# Reel for trevala



## GAjohn (May 23, 2012)

After reading good things about the trevala for jigging/dropping bait, I decided to pick up the 6'6 50-100lb rod for a good deal in a cyber monday sale. What would be a good reel to pair with this bad boy? 

Alternatively, I've got an Avet sx on a tiger stik as one of my trolling set ups which I might be able to put on the trevala and then just pick up a different trolling reel. What would you guys suggest?


----------



## servo765 (May 25, 2013)

Release SG:

weighs 11.7 ounces
over 30# drag
500 yards of 50# power pro
Made in the USA
lifetime warranty


----------



## bbarton13 (May 4, 2009)

release sg!


----------



## Bo Keifus (May 9, 2012)

I like avets. A buddy of mine put one on his trevala and it seemed rock solid. But I keep hearing good stuff about the Release SG too


----------



## bbarton13 (May 4, 2009)

Yea the avets are nice but dont have close to the drag the release reels have.


----------



## Yaksquatch (Mar 23, 2009)

Avet's are great for a lot of things but they're annoying for jigging because they don't have instant anti-reverse. Although, I may just be spoiled by my gold Trinidads!

An Avet MX may be a good choice to look at. I haven't used the Release reels yet, heard good things so far. Also, Accurate reels are great but pricey.

If you can find any gold Trinidads on the used market, jump on em!

Good luck!
Alex


----------



## Ocean Master (May 20, 2008)

++++++

Answer these questions using the forum thread about a reel for the Trevala rod:
1. What length and line rating is the rod GAjohn bought?
2. How much does the Release SG weigh, according to servo765?
3. What feature does Yaksquatch say Avets lack that makes them annoying for jigging?

# SUPPLIED INFORMATION
++++++

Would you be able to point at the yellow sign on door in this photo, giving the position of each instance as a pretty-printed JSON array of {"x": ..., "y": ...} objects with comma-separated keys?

++++++

# FINISHED EXERCISE
1. 6'6, 50-100lb.
2. 11.7 ounces.
3. Instant anti-reverse.